-- What this task involves --
Output the entries below word for word, stopping once the line containing "Target: komondor dog" is done, and omit each picture.

[Start of section]

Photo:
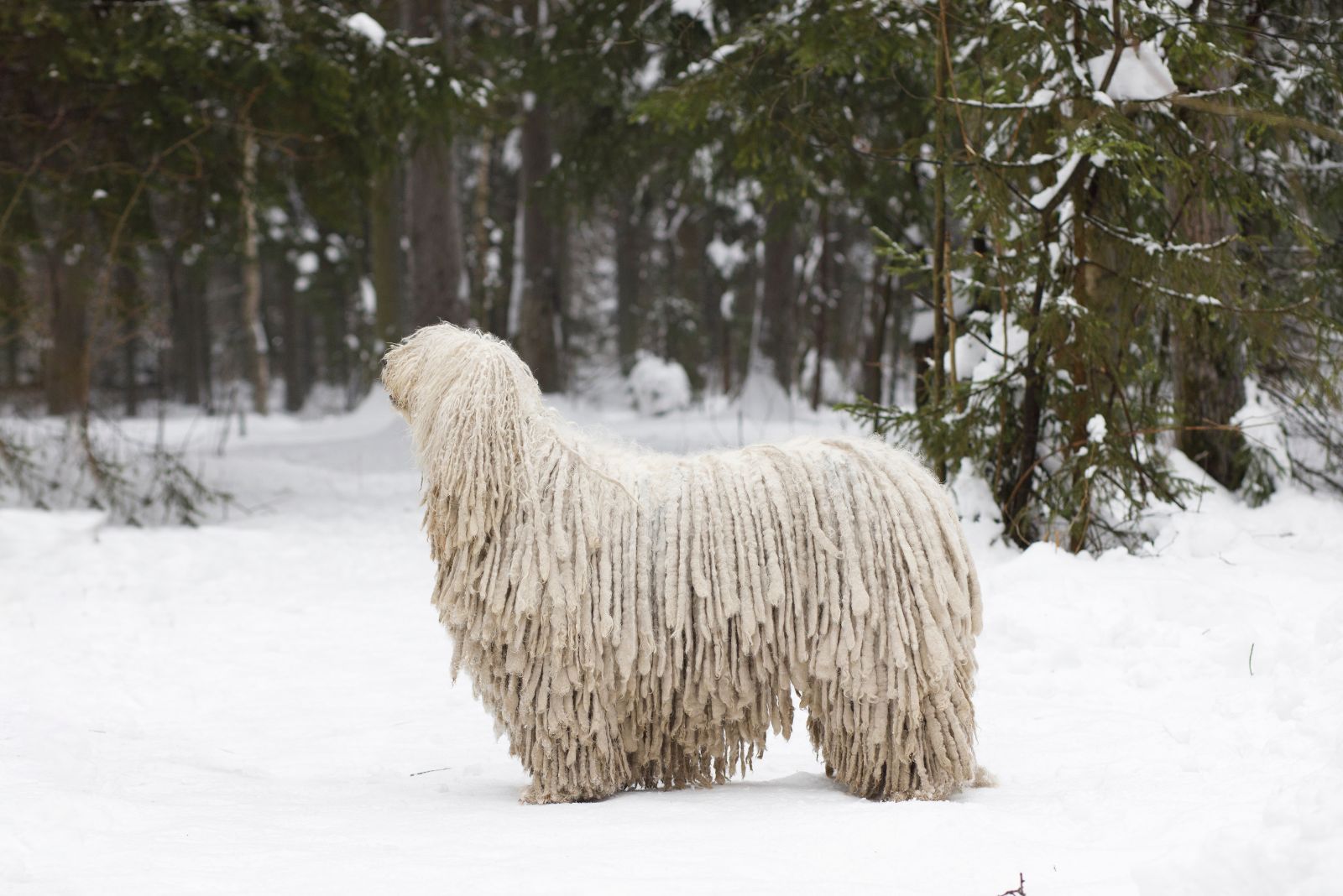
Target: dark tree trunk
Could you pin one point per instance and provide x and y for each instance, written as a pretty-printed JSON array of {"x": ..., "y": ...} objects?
[
  {"x": 11, "y": 305},
  {"x": 1208, "y": 357},
  {"x": 539, "y": 298},
  {"x": 875, "y": 353},
  {"x": 629, "y": 277},
  {"x": 433, "y": 199},
  {"x": 295, "y": 357},
  {"x": 67, "y": 362},
  {"x": 384, "y": 239},
  {"x": 779, "y": 298},
  {"x": 185, "y": 364},
  {"x": 127, "y": 286},
  {"x": 434, "y": 228}
]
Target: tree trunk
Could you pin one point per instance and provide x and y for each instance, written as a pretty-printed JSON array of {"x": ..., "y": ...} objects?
[
  {"x": 1206, "y": 354},
  {"x": 67, "y": 362},
  {"x": 436, "y": 273},
  {"x": 295, "y": 358},
  {"x": 434, "y": 230},
  {"x": 384, "y": 237},
  {"x": 254, "y": 329},
  {"x": 779, "y": 297},
  {"x": 128, "y": 300},
  {"x": 629, "y": 275},
  {"x": 875, "y": 353},
  {"x": 825, "y": 302},
  {"x": 11, "y": 305},
  {"x": 537, "y": 314}
]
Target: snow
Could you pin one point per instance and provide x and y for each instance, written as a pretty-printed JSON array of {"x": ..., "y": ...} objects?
[
  {"x": 262, "y": 705},
  {"x": 658, "y": 385},
  {"x": 1044, "y": 197},
  {"x": 1141, "y": 74},
  {"x": 366, "y": 24},
  {"x": 1096, "y": 430}
]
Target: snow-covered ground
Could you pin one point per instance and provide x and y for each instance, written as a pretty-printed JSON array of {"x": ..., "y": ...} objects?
[{"x": 262, "y": 706}]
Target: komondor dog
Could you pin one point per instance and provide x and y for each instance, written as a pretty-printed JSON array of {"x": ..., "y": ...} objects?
[{"x": 641, "y": 620}]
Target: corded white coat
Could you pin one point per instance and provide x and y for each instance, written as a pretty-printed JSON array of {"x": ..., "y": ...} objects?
[{"x": 642, "y": 620}]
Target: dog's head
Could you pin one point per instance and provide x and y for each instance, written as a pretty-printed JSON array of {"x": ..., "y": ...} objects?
[
  {"x": 429, "y": 367},
  {"x": 470, "y": 403}
]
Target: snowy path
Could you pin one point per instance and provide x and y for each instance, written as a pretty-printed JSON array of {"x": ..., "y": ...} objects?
[{"x": 262, "y": 706}]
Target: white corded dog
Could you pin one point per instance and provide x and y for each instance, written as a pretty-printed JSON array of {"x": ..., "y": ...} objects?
[{"x": 641, "y": 620}]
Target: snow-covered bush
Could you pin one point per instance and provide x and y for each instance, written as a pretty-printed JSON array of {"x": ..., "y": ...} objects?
[{"x": 658, "y": 387}]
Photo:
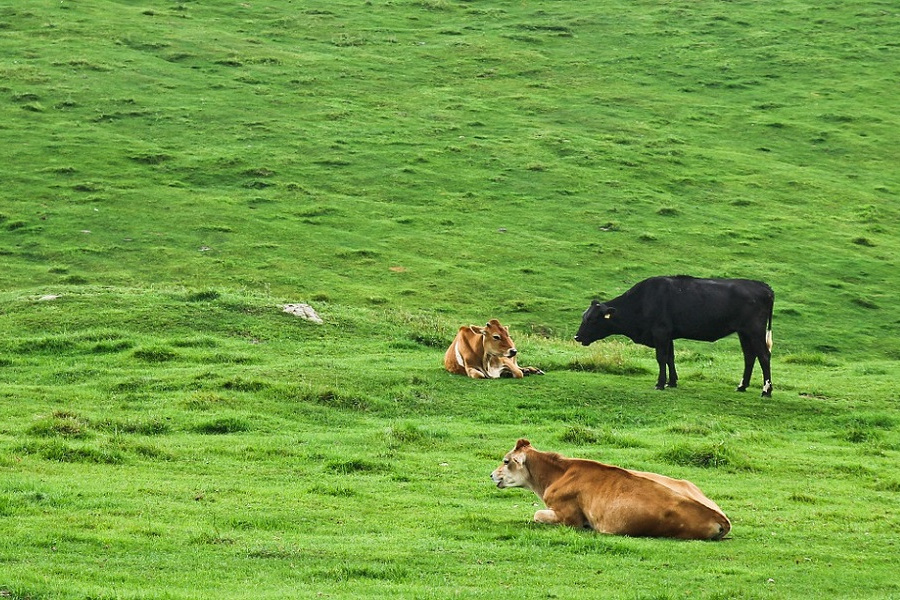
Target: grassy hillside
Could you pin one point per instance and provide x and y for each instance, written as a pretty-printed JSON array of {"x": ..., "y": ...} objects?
[{"x": 176, "y": 171}]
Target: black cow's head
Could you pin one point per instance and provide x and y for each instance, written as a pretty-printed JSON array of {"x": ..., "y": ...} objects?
[{"x": 595, "y": 323}]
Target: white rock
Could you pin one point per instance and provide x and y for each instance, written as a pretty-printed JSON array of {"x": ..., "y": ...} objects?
[{"x": 304, "y": 311}]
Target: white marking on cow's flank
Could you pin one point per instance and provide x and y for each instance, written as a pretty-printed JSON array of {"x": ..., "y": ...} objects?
[{"x": 459, "y": 359}]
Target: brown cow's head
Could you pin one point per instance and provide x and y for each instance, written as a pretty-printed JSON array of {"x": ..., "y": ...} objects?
[
  {"x": 496, "y": 340},
  {"x": 513, "y": 472}
]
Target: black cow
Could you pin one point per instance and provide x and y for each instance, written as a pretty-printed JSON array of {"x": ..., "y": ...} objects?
[{"x": 661, "y": 309}]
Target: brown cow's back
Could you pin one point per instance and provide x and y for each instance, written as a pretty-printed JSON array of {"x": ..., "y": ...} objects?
[{"x": 635, "y": 504}]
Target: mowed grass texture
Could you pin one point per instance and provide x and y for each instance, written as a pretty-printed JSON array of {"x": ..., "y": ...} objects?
[{"x": 176, "y": 171}]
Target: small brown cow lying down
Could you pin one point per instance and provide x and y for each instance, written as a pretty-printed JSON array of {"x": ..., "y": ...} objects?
[
  {"x": 485, "y": 353},
  {"x": 608, "y": 499}
]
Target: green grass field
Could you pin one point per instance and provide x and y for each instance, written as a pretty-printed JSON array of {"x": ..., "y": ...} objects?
[{"x": 175, "y": 172}]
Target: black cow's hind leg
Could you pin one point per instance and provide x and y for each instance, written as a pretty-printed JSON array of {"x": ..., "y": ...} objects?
[
  {"x": 662, "y": 360},
  {"x": 673, "y": 376},
  {"x": 749, "y": 360},
  {"x": 765, "y": 363}
]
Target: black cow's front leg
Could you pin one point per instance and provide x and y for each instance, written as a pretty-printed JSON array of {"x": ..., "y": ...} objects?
[{"x": 662, "y": 360}]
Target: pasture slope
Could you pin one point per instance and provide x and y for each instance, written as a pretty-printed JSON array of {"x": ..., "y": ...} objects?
[{"x": 175, "y": 171}]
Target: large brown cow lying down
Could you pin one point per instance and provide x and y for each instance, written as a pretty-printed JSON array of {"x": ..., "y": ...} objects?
[
  {"x": 485, "y": 353},
  {"x": 608, "y": 499}
]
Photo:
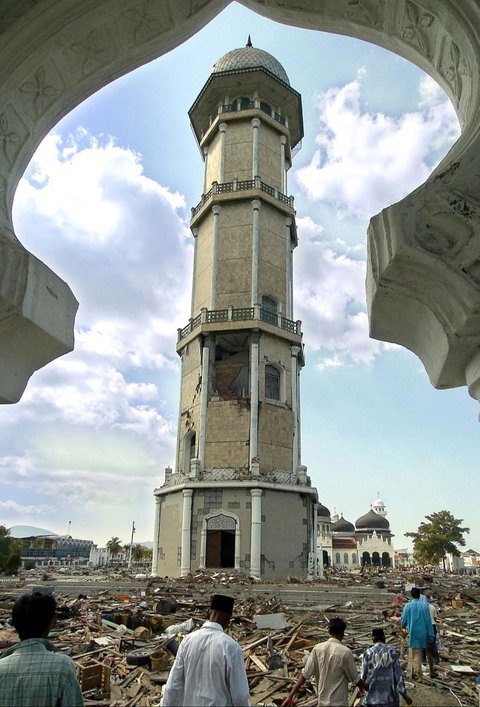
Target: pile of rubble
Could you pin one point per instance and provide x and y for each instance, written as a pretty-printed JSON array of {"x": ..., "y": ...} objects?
[{"x": 124, "y": 642}]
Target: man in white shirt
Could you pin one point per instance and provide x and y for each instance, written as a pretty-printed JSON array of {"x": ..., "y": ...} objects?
[
  {"x": 209, "y": 670},
  {"x": 332, "y": 666}
]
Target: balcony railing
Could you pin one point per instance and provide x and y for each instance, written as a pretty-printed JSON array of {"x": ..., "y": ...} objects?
[
  {"x": 275, "y": 477},
  {"x": 242, "y": 185},
  {"x": 242, "y": 314},
  {"x": 238, "y": 106}
]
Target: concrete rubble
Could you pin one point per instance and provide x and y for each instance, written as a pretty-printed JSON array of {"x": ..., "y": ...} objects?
[{"x": 122, "y": 632}]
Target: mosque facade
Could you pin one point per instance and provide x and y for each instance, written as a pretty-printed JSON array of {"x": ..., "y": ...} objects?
[
  {"x": 367, "y": 543},
  {"x": 239, "y": 497}
]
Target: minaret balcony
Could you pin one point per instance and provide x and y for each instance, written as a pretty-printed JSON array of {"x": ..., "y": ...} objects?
[
  {"x": 239, "y": 188},
  {"x": 250, "y": 317}
]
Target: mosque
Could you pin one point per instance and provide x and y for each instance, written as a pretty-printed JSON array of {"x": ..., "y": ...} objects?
[
  {"x": 239, "y": 497},
  {"x": 344, "y": 545}
]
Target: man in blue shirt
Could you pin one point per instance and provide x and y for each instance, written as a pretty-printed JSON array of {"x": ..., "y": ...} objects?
[
  {"x": 33, "y": 673},
  {"x": 381, "y": 671},
  {"x": 416, "y": 619}
]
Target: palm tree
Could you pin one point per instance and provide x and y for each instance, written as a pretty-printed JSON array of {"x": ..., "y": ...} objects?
[{"x": 114, "y": 546}]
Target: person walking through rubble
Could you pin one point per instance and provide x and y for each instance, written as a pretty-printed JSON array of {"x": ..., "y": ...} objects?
[
  {"x": 416, "y": 619},
  {"x": 209, "y": 668},
  {"x": 33, "y": 673},
  {"x": 333, "y": 667},
  {"x": 383, "y": 675}
]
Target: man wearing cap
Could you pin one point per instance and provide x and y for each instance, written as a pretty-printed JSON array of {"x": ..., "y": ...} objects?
[
  {"x": 332, "y": 666},
  {"x": 382, "y": 673},
  {"x": 209, "y": 668}
]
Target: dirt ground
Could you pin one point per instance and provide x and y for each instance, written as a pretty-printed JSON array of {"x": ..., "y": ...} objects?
[{"x": 425, "y": 695}]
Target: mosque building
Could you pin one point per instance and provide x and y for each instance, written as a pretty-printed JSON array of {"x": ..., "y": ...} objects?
[
  {"x": 347, "y": 546},
  {"x": 239, "y": 497}
]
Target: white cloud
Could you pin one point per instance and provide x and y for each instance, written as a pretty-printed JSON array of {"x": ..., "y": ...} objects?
[
  {"x": 330, "y": 300},
  {"x": 90, "y": 433},
  {"x": 366, "y": 161}
]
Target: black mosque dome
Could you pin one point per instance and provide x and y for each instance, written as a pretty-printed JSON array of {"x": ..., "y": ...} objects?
[
  {"x": 250, "y": 57},
  {"x": 323, "y": 511},
  {"x": 372, "y": 521},
  {"x": 342, "y": 526}
]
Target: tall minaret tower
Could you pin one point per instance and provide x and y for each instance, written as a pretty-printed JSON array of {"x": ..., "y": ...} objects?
[{"x": 241, "y": 352}]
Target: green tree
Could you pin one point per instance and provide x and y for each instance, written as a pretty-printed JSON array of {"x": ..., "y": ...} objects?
[
  {"x": 437, "y": 538},
  {"x": 114, "y": 546}
]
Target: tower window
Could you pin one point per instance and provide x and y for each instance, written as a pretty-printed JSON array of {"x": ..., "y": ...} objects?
[
  {"x": 272, "y": 383},
  {"x": 246, "y": 103},
  {"x": 269, "y": 310},
  {"x": 266, "y": 107}
]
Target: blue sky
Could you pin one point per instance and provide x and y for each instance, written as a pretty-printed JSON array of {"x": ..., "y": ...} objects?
[{"x": 105, "y": 203}]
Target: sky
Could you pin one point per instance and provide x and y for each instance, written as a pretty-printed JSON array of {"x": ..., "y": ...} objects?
[{"x": 105, "y": 202}]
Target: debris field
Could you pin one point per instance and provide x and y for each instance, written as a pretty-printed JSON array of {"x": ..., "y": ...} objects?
[{"x": 123, "y": 642}]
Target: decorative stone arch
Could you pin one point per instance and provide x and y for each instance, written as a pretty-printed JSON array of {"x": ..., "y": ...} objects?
[
  {"x": 221, "y": 520},
  {"x": 423, "y": 280}
]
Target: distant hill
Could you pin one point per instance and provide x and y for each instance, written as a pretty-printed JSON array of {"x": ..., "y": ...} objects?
[{"x": 25, "y": 531}]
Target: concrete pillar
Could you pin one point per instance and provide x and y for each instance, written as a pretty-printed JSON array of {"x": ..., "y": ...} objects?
[
  {"x": 203, "y": 545},
  {"x": 312, "y": 524},
  {"x": 238, "y": 538},
  {"x": 254, "y": 349},
  {"x": 203, "y": 403},
  {"x": 295, "y": 350},
  {"x": 195, "y": 241},
  {"x": 180, "y": 441},
  {"x": 256, "y": 125},
  {"x": 186, "y": 532},
  {"x": 213, "y": 283},
  {"x": 223, "y": 134},
  {"x": 255, "y": 241},
  {"x": 156, "y": 536},
  {"x": 205, "y": 159},
  {"x": 288, "y": 271},
  {"x": 256, "y": 532},
  {"x": 283, "y": 171}
]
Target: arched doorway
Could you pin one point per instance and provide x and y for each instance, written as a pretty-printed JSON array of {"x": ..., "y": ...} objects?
[{"x": 220, "y": 541}]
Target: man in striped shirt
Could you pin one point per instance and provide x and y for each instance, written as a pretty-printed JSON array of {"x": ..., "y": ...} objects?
[{"x": 32, "y": 672}]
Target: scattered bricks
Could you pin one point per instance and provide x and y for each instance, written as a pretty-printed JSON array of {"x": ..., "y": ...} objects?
[{"x": 93, "y": 675}]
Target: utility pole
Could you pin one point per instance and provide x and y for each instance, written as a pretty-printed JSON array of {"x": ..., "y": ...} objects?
[{"x": 131, "y": 546}]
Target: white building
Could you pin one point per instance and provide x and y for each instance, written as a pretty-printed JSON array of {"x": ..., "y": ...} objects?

[End of section]

-- Written response --
Photo:
Target: dark tree trunk
Could you pin one point per instance and provide x and y for each instance, written as a pretty-printed JSON array of {"x": ..., "y": ...} objects?
[
  {"x": 11, "y": 305},
  {"x": 1208, "y": 357},
  {"x": 539, "y": 298},
  {"x": 875, "y": 353},
  {"x": 629, "y": 277},
  {"x": 433, "y": 199},
  {"x": 295, "y": 357},
  {"x": 67, "y": 362},
  {"x": 384, "y": 239},
  {"x": 779, "y": 298},
  {"x": 185, "y": 364},
  {"x": 127, "y": 286},
  {"x": 434, "y": 228}
]
Target: tree trunk
Could you pin one point per instance and provide x and y for each instance, written as a pretty-printed JSON array of {"x": ..., "y": ...} objects?
[
  {"x": 1206, "y": 354},
  {"x": 67, "y": 362},
  {"x": 436, "y": 273},
  {"x": 295, "y": 358},
  {"x": 434, "y": 230},
  {"x": 384, "y": 237},
  {"x": 254, "y": 329},
  {"x": 779, "y": 297},
  {"x": 128, "y": 300},
  {"x": 629, "y": 275},
  {"x": 875, "y": 353},
  {"x": 825, "y": 302},
  {"x": 11, "y": 305},
  {"x": 537, "y": 314}
]
Target: snow
Could you pin one point per instance and provide x and y for each instance, written as a pretty-printed JSON array of {"x": ..., "y": ...} objects?
[
  {"x": 262, "y": 705},
  {"x": 658, "y": 385},
  {"x": 1044, "y": 197},
  {"x": 1141, "y": 74},
  {"x": 366, "y": 24},
  {"x": 1096, "y": 430}
]
Target: snow-covered ground
Could you pin one point per instance and provide x and y for each instance, written as a pretty-printed JSON array of {"x": ..., "y": ...} objects?
[{"x": 262, "y": 706}]
Target: komondor dog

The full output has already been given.